**** Source ****

Magazine article Monthly Review

Can the World Industrialization Project Be Sustained?

Magazine article Monthly Review

Can the World Industrialization Project Be Sustained?

Article excerpt

The subject addressed here must be one of the most pressing and significant that humanity has been confronted with so far. Yet, only few attempts are underway and little effort is spent to analyze the dangers we face and to develop strategies designed to avert the looming catastrophe. I would like to maintain that world industrialization and urbanization and its associated social systems and techniques--such as the universal market system or centralized planning bureaucracies-- cannot be sustained except for a relatively few privileged people and at the cost of increased mass death which may include the practice of genocide. The alternative, namely, to abandon the global industrialization project and to begin a move away from industrial society as it is known today, equally entails a risk of mass death on a tremendous scale.

What exactly is the nature of the problem that confronts us? What are the anticipated bottlenecks based upon which one could say that the "world industrialization project" will come to an end? What are the bottlenecks that could lead to mass death? In an attempt to address these questions, we turn first to a short discussion of the process of industrialization.

Industrialization and its Correlates

It is important to recall that the change from agricultural to modern, urban, and industrial societies has always been financed on the back of peasants both in the nineteenth century in the area that is now known as the center, and in the twentieth century in the area that is now known as the periphery. Whether or not this transfer of value away from the agricultural sector has been achieved by political and bureaucratic means or through the indirect and anonymous coercion of market systems, the truth remains that the surplus product of agriculture alone served to finance industrial production and made urban and industrial life possible. This is not to deny that agriculture simultaneously became more productive due, in part, to the very growth in the urban-based sciences and industrial production it had financed. However, much of the this transformation has always been associated with immense hardship, be it for the many who remained in rural areas or for those who migrated as wage laborers to the growing cities.

**** Information provided ****

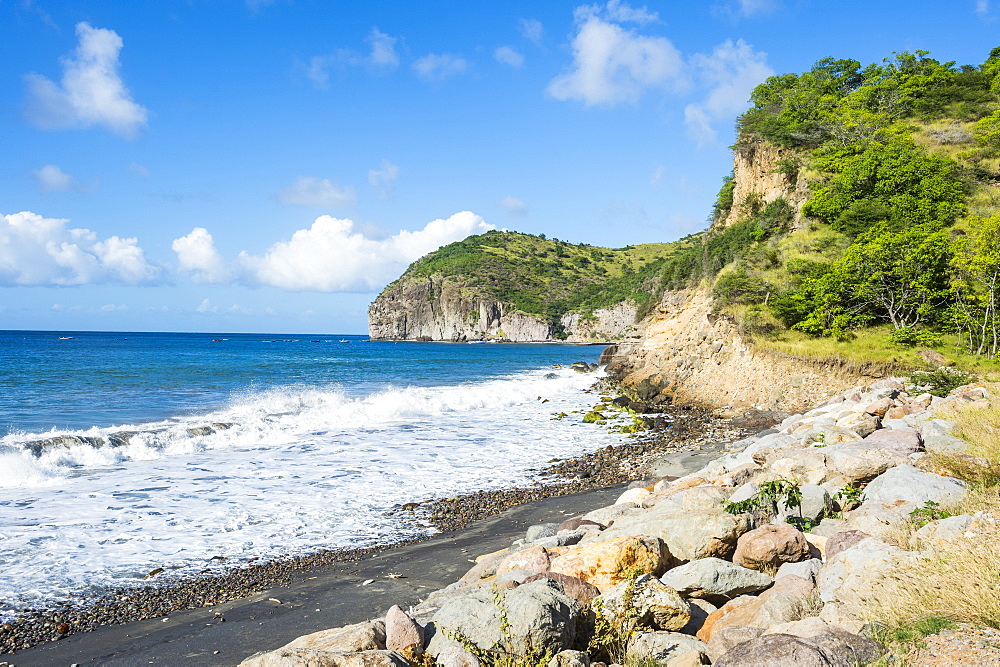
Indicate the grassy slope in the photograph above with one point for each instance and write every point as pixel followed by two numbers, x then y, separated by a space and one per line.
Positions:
pixel 548 277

****

* **To do**
**1.** Translate this sentence from the article on world industrialization into Spanish: "In an attempt to address these questions, we turn first to a short discussion of the process of industrialization."
**2.** Please carry on the article on world industrialization from where it stops.
The material after the article is separate from it.

* **In response**
**1.** En un intento de abordar estas preguntas, pasamos primero a una breve discusión sobre el proceso de industrialización.

**2.**
The most common methods of transforming agricultural society have been, on the one hand, the market mechanism associated with capitalism and, on the other, the central planning approach relying primarily on authoritarian bureaucratic methods. The latter can again be divided into one that encourages urbanization (Eastern Europe) and one that tends to discourage large-scale rural-urban migration. Thus, China has promoted the selective industrialization of rural communities. Despite these differences, the socialist approaches have one thing in common which clearly distinguishes them from the capitalist industrialization technique: the belief that industrial society can be attained while guaranteeing a socio-cultural existence minimum to all. It was only from about 1795-1834, and only in England during the Speenhamland regulations, that the capitalist technique resorted to a kind of guaranteed minimun income policy. And even this phase can be seen primarily as a strategy to get industrialization going, to soften the blows dealt by land enclosures, and to encourage enough individuals to permanendy participate as wage laborers outside agriculture. Once industrialization had gained enough momentum, the Speenhamland regulations were abandoned, to make room for the poor laws, police and jails, utilitarianism and free markets, Manchester liberalism and social Darwinism, cyclically recurring economic crises, class struggle, and revolutionary activity.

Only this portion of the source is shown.